● Input records:
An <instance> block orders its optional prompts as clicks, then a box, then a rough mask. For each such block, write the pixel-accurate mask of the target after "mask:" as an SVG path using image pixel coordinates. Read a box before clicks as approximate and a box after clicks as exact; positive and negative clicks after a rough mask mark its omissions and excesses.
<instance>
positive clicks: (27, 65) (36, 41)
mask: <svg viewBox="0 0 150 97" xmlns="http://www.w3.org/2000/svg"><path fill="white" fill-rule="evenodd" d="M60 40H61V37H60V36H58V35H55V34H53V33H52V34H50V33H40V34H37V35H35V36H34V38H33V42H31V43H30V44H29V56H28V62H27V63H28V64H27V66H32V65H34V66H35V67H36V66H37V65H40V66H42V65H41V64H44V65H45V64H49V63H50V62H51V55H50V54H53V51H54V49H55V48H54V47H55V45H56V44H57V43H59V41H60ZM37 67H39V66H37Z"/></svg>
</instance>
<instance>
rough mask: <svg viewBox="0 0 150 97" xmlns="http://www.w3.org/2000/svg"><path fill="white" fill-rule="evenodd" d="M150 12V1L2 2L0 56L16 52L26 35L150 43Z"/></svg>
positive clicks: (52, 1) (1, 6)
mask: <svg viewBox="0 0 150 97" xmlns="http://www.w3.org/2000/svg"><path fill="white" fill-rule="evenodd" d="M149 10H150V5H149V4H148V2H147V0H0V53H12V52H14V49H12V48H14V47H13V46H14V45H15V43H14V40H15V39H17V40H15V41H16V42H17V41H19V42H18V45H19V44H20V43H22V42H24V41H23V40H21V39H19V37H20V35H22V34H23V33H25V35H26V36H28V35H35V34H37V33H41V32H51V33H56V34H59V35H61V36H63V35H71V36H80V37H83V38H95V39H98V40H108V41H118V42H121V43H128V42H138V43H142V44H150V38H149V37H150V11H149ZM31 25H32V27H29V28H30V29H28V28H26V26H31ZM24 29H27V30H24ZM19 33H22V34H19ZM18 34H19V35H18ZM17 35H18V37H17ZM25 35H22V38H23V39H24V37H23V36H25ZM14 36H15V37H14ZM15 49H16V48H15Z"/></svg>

● Exercise objective:
Your task is to repeat every entry exactly.

● Exercise result:
An <instance> block orders its optional prompts as clicks, then a box, then a rough mask. For each such block, write the pixel-accurate mask of the target after "mask:" as an SVG path using image pixel coordinates. Read a box before clicks as approximate and a box after clicks as exact; positive and negative clicks after a rough mask mark its omissions and excesses.
<instance>
positive clicks: (27, 65) (36, 41)
mask: <svg viewBox="0 0 150 97" xmlns="http://www.w3.org/2000/svg"><path fill="white" fill-rule="evenodd" d="M60 40H61V37H60V36H58V35H55V34H53V33H52V34H50V33H40V34H37V35H35V36H34V38H33V42H31V43H30V44H29V56H28V62H27V63H28V64H27V66H32V65H34V66H35V67H36V66H37V65H40V66H42V65H41V64H44V65H45V64H49V63H50V62H51V55H50V54H53V51H54V49H55V48H54V47H55V45H56V44H57V43H59V41H60ZM37 67H39V66H37Z"/></svg>
</instance>
<instance>
rough mask: <svg viewBox="0 0 150 97" xmlns="http://www.w3.org/2000/svg"><path fill="white" fill-rule="evenodd" d="M150 12V1L2 2L0 56L16 52L26 35L150 43Z"/></svg>
positive clicks: (52, 1) (1, 6)
mask: <svg viewBox="0 0 150 97" xmlns="http://www.w3.org/2000/svg"><path fill="white" fill-rule="evenodd" d="M149 10H150V5H149V4H148V2H147V0H0V53H12V52H14V49H12V48H14V47H13V46H14V45H15V43H14V40H15V39H17V40H15V41H16V42H17V41H19V42H18V45H19V44H20V43H22V42H24V41H23V40H21V39H19V37H20V35H22V34H23V33H25V35H26V36H28V35H35V34H37V33H41V32H51V33H56V34H59V35H61V36H63V35H71V36H80V37H83V38H95V39H98V40H108V41H118V42H121V43H128V42H138V43H142V44H150V38H149V37H150V11H149ZM31 25H32V27H29V28H30V29H28V28H26V26H31ZM24 29H27V30H24ZM19 33H22V34H19ZM18 34H19V35H18ZM17 35H18V37H17ZM25 35H22V38H23V39H24V37H23V36H25ZM14 36H15V37H14ZM15 49H16V48H15Z"/></svg>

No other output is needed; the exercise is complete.